▶ EXERCISE INSTRUCTIONS:
Your task is to copy each line of the material that includes "framed".

####################

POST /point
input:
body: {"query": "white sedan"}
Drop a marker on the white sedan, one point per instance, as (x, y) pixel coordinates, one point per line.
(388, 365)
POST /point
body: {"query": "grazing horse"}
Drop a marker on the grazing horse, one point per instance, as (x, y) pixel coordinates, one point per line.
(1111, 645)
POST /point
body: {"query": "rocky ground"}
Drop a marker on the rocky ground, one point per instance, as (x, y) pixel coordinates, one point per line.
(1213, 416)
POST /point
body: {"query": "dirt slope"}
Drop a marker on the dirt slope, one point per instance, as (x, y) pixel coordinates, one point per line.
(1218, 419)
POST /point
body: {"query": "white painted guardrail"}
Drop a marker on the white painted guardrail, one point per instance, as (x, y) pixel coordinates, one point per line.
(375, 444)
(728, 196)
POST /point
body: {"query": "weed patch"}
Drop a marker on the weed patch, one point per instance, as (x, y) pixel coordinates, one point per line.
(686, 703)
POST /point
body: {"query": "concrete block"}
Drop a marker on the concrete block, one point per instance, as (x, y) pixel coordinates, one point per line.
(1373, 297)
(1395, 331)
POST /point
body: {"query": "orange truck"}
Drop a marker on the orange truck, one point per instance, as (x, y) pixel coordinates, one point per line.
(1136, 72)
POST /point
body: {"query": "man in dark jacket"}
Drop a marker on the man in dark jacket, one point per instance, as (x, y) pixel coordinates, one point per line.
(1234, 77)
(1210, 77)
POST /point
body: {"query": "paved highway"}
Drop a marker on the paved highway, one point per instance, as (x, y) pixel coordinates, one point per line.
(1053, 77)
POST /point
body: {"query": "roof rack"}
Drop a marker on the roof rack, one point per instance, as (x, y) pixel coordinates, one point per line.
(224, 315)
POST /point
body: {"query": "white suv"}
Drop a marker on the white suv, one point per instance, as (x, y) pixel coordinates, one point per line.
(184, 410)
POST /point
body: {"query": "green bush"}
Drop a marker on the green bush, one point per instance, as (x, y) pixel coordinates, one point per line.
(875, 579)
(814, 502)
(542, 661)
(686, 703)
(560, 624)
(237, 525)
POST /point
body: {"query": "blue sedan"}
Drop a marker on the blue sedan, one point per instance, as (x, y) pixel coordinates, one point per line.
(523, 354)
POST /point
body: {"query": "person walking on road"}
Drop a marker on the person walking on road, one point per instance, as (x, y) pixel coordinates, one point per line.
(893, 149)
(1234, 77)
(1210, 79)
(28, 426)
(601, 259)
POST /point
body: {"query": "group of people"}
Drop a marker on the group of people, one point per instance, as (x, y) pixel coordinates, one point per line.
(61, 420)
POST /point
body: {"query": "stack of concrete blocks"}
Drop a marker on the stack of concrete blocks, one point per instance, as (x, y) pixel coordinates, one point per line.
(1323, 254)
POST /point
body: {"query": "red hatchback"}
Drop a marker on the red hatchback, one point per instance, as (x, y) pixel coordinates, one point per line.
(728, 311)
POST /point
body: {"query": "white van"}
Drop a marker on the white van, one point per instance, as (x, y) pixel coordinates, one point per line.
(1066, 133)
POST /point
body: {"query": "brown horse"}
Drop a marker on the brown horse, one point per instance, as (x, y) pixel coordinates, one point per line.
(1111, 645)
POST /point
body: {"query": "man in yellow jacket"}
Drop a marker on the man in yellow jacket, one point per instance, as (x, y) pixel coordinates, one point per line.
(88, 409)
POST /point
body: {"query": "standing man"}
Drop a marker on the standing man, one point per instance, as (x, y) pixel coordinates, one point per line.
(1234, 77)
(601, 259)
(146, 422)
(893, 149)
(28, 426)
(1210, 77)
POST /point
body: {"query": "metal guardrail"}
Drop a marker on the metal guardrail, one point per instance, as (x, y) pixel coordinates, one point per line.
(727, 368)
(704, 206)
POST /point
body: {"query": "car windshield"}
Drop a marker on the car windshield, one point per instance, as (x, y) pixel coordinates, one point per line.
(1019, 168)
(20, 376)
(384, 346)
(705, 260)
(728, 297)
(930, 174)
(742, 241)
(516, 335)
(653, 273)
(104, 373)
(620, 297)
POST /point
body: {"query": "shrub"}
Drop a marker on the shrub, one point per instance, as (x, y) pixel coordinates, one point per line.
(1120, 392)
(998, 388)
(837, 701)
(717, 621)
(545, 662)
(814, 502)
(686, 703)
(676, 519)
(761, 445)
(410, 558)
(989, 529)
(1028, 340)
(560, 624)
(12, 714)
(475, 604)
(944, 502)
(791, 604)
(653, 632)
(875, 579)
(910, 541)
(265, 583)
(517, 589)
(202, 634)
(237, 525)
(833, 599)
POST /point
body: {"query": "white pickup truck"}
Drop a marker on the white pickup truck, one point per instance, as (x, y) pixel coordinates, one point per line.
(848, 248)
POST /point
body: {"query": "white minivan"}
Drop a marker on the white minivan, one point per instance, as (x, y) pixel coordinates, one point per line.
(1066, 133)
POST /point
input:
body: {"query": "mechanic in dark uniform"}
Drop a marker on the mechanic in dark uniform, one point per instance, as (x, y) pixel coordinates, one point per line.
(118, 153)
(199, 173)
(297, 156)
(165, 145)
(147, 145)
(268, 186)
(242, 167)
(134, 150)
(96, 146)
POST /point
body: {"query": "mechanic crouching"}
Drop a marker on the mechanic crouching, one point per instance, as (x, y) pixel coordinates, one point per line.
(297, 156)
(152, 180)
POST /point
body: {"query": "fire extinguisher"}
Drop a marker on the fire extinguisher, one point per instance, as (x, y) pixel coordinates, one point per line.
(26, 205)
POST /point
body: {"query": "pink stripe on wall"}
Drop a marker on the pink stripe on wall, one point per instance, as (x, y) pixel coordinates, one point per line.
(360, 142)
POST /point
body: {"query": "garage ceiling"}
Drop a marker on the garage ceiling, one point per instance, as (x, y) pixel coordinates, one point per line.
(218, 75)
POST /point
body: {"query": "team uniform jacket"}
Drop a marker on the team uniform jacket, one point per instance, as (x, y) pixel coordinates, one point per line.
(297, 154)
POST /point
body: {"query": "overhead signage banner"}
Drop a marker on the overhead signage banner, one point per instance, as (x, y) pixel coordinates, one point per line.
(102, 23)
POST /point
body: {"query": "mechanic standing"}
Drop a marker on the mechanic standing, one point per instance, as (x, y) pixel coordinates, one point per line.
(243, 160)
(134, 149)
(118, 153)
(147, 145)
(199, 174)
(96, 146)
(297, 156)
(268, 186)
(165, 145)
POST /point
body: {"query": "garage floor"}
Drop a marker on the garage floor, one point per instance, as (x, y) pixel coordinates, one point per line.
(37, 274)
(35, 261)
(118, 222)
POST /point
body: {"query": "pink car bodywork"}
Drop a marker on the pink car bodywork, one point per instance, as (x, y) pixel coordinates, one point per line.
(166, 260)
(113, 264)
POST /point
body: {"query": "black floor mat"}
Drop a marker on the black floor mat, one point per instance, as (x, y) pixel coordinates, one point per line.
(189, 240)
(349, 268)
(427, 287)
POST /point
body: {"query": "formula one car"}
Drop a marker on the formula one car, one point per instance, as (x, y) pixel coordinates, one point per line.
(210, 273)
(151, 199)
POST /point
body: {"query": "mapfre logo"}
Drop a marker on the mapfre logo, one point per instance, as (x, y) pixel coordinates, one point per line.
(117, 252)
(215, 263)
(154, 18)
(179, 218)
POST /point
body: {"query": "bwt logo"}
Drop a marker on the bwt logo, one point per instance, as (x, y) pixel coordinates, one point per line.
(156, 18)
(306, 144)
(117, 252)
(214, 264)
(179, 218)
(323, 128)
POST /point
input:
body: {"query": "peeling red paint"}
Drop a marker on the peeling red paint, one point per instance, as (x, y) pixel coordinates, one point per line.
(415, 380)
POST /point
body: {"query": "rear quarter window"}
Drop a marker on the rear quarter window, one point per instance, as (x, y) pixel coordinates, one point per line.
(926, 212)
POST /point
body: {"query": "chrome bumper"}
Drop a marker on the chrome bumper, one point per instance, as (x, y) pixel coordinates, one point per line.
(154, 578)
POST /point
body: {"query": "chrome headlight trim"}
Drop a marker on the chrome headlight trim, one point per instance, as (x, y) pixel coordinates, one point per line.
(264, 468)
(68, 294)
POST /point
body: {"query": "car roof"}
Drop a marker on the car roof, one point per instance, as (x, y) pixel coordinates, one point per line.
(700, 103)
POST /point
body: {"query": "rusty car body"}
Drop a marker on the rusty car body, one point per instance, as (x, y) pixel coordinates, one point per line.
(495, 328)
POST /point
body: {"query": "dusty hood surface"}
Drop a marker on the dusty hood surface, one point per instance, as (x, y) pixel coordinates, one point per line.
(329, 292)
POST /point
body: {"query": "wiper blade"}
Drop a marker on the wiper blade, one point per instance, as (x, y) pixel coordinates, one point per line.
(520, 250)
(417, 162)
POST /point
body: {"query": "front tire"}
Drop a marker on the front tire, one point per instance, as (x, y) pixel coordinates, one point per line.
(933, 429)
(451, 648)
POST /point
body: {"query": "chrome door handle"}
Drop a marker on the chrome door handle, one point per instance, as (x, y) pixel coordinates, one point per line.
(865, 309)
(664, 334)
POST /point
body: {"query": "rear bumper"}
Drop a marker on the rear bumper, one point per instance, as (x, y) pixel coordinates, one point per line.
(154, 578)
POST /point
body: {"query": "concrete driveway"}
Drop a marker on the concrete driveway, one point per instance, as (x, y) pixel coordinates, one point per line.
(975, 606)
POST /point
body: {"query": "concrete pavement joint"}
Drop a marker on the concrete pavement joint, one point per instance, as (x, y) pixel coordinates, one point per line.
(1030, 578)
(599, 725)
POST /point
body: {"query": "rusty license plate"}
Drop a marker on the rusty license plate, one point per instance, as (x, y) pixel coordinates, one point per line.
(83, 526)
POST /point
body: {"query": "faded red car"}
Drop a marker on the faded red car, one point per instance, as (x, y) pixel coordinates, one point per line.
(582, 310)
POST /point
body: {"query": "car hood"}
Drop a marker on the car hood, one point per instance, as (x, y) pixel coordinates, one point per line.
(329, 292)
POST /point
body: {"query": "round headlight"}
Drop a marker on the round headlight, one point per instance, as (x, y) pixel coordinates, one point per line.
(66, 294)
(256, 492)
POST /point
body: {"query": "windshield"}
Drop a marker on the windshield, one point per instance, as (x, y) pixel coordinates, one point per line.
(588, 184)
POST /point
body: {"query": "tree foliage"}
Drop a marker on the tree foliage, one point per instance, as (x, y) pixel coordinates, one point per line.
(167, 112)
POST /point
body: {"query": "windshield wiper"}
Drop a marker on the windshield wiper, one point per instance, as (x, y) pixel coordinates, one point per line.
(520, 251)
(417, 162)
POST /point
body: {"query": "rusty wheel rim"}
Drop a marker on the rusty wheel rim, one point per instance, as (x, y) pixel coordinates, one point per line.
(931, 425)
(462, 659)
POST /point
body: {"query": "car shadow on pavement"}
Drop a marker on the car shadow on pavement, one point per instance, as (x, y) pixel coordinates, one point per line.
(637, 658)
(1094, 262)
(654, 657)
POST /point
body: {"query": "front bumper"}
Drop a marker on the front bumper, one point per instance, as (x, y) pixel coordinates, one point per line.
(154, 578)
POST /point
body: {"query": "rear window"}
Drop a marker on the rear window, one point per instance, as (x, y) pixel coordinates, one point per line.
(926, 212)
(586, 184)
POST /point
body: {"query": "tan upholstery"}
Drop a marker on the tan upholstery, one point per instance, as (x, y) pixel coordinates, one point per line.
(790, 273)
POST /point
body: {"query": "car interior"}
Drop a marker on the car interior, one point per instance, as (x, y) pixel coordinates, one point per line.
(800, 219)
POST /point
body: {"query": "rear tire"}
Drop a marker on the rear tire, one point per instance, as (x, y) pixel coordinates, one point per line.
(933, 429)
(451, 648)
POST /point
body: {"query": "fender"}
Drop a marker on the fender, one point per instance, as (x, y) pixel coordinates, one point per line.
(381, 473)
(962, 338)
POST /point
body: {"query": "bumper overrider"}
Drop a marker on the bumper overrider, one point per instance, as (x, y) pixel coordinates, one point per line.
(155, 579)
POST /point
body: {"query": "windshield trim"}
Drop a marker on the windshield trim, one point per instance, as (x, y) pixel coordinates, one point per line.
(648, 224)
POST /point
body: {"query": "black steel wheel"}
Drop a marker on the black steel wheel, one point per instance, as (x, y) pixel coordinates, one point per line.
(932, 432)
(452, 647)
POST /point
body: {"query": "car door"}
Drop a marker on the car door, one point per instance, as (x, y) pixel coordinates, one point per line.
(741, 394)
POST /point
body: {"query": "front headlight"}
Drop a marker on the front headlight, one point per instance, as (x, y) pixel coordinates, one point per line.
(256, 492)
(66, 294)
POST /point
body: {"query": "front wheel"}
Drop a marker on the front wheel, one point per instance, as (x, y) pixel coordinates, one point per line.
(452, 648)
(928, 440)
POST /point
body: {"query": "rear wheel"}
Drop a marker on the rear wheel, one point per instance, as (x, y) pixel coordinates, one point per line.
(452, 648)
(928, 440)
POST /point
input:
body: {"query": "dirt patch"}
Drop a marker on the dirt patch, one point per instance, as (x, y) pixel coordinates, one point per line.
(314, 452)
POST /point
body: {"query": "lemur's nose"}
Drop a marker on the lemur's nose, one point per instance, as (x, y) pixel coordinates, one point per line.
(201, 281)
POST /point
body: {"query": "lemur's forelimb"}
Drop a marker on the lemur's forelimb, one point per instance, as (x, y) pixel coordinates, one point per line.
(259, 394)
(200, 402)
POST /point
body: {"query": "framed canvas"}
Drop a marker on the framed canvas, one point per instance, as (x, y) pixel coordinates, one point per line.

####################

▶ OUTPUT FOR THIS EXERCISE:
body: {"query": "framed canvas"}
Drop a marker on the framed canvas, one point per instance, as (x, y) pixel coordinates, one point per line.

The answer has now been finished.